Task list
**a.** In the Invisible Chains article, condense the paragraph beginning "Following the death of her industrialist father" into a short bulleted list that keeps its main facts.
**b.** For each statement, say whether the Invisible Chains article supports it (yes or no), and quote the words from the article that decide it: (i) The film was shot in Rome. (ii) Mario Mattoli designed the film's sets. (iii) The half-brother runs the factory on the heroine's behalf.
**c.** Write a continuation of the Invisible Chains article, beginning right after its final sentence.
# START OF Extract
Invisible Chains (Italian: Catene invisibili) is a 1942 Italian drama film directed by Mario Mattoli and starring Alida Valli, Carlo Ninchi and Giuditta Rissone. It was shot at the Cinecittà Studios in Rome. The film's sets were designed by the art directors Ottavio Scotti and Mario Rappini.

Plot
Following the death of her industrialist father, a young socialite inherits his business empire. Discovering that she has an illegitimate half-brother, she tries to assist him by finding him employment in the factory, but his criminal behaviour lets her down. Finally, she finds love and companionship in the engineer who runs the factory on her behalf.
# END OF Extract
# START OF Excerpted records
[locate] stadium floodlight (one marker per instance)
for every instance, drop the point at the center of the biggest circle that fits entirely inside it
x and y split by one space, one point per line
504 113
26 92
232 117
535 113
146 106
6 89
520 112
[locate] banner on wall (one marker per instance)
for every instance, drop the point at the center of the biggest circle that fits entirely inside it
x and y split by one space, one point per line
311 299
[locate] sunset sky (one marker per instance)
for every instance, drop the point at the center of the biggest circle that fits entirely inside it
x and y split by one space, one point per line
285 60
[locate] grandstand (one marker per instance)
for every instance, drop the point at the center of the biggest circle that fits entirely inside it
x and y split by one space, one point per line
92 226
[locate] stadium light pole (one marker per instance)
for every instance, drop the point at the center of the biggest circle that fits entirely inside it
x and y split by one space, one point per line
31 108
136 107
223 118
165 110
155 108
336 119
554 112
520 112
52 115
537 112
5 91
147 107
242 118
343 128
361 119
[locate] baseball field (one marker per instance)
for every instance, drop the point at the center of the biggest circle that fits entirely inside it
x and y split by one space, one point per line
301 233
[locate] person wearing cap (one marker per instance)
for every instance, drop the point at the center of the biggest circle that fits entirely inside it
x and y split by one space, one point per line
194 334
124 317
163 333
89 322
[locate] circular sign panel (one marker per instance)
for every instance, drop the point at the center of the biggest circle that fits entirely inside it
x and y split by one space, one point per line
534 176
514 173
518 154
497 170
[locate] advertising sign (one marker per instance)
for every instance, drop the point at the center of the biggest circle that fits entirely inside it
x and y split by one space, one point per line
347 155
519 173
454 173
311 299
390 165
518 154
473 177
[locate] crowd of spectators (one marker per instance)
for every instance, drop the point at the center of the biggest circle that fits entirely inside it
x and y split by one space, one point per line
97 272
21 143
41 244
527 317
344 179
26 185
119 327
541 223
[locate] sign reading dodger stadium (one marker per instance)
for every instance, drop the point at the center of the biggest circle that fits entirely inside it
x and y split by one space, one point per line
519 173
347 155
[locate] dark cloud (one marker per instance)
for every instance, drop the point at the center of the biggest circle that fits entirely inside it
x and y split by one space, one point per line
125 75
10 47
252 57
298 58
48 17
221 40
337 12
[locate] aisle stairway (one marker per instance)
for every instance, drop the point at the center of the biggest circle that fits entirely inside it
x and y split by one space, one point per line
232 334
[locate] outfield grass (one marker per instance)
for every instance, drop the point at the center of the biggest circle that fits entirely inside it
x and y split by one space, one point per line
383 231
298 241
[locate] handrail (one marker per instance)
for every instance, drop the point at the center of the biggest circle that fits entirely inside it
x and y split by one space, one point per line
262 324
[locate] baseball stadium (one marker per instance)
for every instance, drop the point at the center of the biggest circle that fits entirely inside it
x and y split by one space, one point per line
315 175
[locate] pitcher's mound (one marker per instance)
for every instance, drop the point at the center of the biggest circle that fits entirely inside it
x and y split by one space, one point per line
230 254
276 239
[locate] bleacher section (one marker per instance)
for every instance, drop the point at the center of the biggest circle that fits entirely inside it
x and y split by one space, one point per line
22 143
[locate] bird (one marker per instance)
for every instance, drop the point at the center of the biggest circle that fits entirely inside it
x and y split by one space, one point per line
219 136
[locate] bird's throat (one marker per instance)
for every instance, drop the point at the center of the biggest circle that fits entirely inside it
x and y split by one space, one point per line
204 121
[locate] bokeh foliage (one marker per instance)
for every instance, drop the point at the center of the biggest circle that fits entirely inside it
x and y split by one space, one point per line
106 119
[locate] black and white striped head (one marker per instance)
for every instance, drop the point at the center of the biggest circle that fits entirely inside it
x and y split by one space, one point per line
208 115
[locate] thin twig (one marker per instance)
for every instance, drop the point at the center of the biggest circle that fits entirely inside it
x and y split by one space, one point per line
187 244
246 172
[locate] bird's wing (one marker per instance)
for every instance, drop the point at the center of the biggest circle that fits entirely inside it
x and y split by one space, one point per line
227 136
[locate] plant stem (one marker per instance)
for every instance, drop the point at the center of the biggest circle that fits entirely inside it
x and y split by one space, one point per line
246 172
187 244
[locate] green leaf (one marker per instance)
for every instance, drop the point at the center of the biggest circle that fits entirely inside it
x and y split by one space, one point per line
# END OF Excerpted records
The answers
**a.**
- After her industrialist father dies, a young socialite inherits his business empire.
- She learns she has an illegitimate half-brother and finds him a job in the factory, but his criminal behavior lets her down.
- In the end, she finds love and companionship with the engineer who runs the factory on her behalf.

**b.**
(i) Yes: "It was shot at the Cinecittà Studios in Rome."
(ii) No: "The film's sets were designed by the art directors Ottavio Scotti and Mario Rappini."
(iii) No: "she finds love and companionship in the engineer who runs the factory on her behalf."

**c.**
Cast
 Alida Valli as Elena Silvagni
 Carlo Ninchi as Carlo Danieli
 Giuditta Rissone as La signora Matilde Silvagni
 Andrea Checchi as Enrico Leni, il fratellastro
 Jone Morino as La madre di Enrico
 Carlo Campanini as Cesare Tani
 Luigi Almirante as Un amico dei Silvagni
 Ada Dondini as La fioraia
 Armando Migliari as Il commissario
 Augusto Marcacci as Il direttore dell'albergo
 Arturo Bragaglia as Il cameriere di casa Tani
 Cesare Fantoni as Il maggiordomo di casa Silvagni
 Ciro Berardi as Giulio Berri 
 Paolo Bonecchi as L'avvocato della querela 
 Armida Bonocore as La segretaria di Danieli 
 Giovanni Cimara as Un industriale di Milano 
 Giorgio Costantini as Il mediatore 
 Giovanni Dolfini as Il direttore della prigione 
 Oreste Fares as Il notaio 
 Adolfo Geri as Marini 
 Virgilio Gottardi as Un amico tennista di Elena 
 Delia Lancelotti as Un'amica di Elena 
 Renato Malavasi as L'impiegato dell'albergo 
 Nino Marchesini as Un membro del consiglio d'amministrazione 
 Carlo Mariotti as Il segretario del commissario 
 Patrizia Muller as Un' amica di Elena 
 Giovanni Petrucci as Gino, il barista 
 Aldo Pini as L'equivoco compagno di Enrico 
 Mirella Scriatto as Daniela, la commessa fioraia 
 Elide Spada as Claretta 
 Umberto Spadaro as Un amico di Enrico al biliardo 
 Gioconda Stari as Una cameriera di casa Silvagni 
 Guido Verdiani as Il dottore Moretti 
 Leonello Zanchi as Un impiegato di Danieli

References

Bibliography
 Gundle, Stephen. Mussolini's Dream Factory: Film Stardom in Fascist Italy. Berghahn Books, 2013.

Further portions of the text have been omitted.